*Coordinate annotation records*
:::

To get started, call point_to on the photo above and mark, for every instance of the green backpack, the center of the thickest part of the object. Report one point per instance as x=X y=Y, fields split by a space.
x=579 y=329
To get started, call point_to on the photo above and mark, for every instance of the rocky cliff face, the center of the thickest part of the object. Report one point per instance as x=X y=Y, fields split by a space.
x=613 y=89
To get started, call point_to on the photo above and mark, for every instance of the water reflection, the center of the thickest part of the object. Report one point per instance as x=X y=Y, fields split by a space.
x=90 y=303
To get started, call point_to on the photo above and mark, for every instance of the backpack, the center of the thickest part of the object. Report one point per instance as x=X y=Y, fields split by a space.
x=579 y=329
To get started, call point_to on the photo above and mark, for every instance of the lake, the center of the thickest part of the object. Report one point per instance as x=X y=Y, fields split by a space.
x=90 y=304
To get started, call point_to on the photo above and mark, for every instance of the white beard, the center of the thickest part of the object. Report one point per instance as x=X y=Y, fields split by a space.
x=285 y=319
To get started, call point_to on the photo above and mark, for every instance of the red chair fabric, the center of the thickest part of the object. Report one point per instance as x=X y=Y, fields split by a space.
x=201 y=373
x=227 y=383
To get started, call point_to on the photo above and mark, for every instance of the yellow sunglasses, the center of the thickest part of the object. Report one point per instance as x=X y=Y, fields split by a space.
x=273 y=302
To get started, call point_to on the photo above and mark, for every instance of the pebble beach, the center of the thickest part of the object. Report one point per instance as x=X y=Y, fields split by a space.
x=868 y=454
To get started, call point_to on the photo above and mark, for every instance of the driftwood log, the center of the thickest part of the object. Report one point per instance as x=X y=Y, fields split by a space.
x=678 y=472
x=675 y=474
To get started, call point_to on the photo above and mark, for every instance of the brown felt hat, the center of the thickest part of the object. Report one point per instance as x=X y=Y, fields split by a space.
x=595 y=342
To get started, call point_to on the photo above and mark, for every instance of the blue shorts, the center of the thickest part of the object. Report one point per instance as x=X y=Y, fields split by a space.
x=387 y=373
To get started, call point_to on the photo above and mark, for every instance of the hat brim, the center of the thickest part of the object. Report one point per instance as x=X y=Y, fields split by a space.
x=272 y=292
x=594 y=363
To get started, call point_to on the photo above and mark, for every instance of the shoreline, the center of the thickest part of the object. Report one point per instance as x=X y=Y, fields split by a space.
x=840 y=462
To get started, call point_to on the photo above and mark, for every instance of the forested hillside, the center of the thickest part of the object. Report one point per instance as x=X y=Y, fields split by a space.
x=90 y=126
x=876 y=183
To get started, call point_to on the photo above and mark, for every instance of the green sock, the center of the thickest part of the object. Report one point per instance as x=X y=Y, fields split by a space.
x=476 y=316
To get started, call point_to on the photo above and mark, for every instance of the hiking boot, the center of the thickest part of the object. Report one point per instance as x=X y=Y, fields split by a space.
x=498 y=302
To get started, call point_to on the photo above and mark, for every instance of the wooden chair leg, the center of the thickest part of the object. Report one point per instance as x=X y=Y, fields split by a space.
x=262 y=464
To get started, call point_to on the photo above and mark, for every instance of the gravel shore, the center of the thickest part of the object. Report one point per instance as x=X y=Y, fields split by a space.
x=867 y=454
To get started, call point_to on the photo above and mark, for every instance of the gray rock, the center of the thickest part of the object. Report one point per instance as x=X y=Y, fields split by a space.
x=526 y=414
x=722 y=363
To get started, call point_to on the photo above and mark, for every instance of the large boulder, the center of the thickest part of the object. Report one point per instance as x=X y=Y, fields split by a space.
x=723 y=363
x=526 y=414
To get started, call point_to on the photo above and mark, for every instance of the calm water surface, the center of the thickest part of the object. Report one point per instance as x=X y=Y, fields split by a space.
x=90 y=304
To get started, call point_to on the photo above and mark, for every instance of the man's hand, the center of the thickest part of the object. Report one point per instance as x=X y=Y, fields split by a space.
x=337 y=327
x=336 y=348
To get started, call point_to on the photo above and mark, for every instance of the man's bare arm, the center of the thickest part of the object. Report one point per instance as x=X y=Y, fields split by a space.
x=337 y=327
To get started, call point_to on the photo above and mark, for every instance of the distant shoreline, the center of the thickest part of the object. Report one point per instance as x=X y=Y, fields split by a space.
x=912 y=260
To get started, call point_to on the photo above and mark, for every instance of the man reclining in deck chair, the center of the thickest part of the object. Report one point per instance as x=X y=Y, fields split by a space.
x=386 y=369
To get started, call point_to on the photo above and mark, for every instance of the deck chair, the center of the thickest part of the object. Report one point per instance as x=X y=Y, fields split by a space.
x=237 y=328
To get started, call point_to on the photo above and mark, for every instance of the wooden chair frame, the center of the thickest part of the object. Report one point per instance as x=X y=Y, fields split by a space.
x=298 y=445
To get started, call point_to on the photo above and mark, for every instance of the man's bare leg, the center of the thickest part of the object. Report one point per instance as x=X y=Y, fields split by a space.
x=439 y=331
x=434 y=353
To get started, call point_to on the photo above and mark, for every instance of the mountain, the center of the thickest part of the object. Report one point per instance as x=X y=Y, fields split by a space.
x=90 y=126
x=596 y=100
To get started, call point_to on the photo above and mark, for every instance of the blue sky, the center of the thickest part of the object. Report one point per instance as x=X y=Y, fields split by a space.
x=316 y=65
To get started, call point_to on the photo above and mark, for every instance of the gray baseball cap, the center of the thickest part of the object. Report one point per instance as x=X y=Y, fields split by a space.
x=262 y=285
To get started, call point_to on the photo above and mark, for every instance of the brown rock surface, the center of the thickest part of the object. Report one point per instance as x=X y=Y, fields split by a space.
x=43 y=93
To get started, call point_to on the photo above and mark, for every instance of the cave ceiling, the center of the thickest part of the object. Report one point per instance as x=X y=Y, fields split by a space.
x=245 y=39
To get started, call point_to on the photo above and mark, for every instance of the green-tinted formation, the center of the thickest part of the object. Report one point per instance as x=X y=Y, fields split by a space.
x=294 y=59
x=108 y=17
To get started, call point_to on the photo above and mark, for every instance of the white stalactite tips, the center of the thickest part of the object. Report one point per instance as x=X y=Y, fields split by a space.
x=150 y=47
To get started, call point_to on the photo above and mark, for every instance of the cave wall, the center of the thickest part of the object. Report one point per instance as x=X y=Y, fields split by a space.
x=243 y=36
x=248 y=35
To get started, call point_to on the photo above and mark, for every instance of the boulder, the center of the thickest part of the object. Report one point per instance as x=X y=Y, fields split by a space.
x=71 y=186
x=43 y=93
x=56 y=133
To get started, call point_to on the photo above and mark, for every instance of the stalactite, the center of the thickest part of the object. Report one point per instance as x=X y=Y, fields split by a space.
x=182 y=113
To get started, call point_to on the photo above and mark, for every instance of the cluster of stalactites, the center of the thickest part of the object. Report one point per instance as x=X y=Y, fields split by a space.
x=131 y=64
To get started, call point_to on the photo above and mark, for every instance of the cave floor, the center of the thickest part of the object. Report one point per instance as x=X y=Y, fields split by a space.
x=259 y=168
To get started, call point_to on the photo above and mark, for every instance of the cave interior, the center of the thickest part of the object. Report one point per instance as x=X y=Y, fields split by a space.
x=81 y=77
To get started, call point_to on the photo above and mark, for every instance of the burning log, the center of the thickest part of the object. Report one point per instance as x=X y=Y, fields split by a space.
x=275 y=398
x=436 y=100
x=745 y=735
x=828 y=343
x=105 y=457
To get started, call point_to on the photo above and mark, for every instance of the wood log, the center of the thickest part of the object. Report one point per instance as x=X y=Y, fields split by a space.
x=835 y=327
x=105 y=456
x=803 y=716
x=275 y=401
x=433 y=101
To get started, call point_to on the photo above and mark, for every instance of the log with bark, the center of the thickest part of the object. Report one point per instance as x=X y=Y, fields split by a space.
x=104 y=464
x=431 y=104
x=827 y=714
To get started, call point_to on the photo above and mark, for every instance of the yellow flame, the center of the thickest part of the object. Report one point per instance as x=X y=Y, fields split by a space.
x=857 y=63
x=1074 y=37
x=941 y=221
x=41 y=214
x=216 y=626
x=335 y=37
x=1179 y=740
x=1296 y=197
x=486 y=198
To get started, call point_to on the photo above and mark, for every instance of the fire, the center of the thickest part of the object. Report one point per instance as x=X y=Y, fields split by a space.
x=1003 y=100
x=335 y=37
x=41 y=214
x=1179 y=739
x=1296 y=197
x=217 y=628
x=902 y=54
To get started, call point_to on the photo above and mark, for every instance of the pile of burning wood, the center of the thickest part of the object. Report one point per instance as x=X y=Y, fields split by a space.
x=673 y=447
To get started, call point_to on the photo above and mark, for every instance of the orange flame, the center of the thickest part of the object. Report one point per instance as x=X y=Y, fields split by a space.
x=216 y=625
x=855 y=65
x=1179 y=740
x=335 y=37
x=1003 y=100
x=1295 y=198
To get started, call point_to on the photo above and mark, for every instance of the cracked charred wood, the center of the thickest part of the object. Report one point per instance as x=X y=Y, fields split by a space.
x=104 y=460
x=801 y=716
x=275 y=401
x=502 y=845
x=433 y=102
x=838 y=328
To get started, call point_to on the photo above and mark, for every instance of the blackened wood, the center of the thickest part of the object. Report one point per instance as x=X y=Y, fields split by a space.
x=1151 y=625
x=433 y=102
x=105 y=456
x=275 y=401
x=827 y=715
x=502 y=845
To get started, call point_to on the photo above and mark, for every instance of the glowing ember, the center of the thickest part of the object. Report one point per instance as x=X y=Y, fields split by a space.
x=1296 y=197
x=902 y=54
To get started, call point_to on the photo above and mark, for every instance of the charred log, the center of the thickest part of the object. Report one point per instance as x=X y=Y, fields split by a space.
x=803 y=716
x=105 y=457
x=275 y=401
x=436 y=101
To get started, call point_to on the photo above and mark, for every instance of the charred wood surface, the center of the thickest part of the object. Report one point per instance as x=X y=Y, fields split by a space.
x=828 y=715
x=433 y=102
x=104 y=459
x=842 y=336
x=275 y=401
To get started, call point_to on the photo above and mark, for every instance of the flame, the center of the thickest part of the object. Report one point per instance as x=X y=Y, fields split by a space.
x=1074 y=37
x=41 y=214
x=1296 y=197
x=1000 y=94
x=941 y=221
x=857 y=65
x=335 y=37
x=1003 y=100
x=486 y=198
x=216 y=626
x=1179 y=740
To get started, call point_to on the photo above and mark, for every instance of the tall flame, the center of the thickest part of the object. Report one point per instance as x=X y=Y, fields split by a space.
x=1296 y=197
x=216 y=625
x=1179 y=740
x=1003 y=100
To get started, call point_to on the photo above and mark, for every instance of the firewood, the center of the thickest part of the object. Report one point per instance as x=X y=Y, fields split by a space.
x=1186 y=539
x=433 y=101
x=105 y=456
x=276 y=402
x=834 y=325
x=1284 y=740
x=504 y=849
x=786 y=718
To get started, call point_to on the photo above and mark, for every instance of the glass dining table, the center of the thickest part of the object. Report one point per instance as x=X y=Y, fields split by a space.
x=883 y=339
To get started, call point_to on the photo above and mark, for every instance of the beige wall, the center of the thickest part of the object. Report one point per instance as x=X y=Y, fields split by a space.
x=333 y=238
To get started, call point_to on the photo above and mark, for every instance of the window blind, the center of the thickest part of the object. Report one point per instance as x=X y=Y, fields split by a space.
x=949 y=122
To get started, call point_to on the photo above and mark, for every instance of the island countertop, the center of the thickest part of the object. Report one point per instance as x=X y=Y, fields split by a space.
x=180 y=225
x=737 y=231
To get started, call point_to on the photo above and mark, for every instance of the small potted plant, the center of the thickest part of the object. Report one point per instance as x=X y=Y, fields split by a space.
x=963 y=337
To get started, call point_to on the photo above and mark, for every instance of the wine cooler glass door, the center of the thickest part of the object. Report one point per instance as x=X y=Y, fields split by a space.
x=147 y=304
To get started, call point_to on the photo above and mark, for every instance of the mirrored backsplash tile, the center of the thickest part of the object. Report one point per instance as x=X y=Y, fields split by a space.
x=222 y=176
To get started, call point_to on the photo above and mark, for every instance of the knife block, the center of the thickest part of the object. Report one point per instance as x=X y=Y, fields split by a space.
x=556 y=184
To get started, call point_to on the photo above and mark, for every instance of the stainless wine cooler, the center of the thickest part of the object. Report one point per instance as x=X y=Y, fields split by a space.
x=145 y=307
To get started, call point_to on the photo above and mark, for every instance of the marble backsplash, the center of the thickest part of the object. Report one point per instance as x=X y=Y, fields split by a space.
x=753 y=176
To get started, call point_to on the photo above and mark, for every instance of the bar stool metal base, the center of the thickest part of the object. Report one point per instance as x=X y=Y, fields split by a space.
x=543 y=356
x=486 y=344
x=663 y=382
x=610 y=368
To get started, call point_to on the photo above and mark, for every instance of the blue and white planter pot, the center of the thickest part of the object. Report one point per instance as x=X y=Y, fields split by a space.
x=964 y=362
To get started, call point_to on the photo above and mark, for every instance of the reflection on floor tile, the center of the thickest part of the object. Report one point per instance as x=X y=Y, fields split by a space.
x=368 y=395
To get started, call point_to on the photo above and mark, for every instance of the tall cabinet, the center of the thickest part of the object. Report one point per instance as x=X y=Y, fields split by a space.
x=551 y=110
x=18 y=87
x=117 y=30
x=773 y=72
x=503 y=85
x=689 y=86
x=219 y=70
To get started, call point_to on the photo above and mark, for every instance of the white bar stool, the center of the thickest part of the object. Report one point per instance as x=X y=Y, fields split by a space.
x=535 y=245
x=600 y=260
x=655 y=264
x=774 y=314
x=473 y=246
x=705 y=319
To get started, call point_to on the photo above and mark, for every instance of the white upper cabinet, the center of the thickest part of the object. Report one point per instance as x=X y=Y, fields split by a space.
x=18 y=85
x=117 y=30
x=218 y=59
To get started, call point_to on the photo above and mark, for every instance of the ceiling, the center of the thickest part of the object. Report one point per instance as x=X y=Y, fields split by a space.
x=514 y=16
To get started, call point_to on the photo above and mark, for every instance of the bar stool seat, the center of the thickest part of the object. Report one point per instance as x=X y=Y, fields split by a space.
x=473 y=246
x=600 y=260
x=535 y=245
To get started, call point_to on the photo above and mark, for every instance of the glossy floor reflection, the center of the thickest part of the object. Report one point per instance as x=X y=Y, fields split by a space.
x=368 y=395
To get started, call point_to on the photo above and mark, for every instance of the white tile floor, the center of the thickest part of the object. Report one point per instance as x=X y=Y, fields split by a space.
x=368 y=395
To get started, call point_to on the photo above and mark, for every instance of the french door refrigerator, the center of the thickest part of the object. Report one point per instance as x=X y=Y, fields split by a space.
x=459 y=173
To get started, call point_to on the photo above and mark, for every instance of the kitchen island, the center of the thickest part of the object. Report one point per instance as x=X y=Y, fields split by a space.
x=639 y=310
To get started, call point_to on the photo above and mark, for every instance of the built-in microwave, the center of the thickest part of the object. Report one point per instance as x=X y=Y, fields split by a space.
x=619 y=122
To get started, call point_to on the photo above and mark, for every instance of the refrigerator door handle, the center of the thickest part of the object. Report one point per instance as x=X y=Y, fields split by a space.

:::

*Your objective*
Switch "thickest part" to "widest part" everywhere in the records from the line containing "of the knife" down to the line containing "x=753 y=176", and give back only those lines with nothing else altered.

*Exercise solution*
To get started, call point_to on the photo above and mark, for every instance of the knife block, the center of the widest part of the object. Report one point per instance as x=X y=Y, fields split by a space.
x=556 y=184
To get started, call point_to on the photo above and mark, for every instance of the stainless wine cooler, the center of the widest part of the object. Report one point per instance as x=X y=Y, fields split by a space.
x=145 y=307
To get started, call point_to on the photo above and mark, for every instance of the marble backsplash, the center of the widest part of the object. Report one point per instance as x=X y=Y, fields split by a space.
x=753 y=176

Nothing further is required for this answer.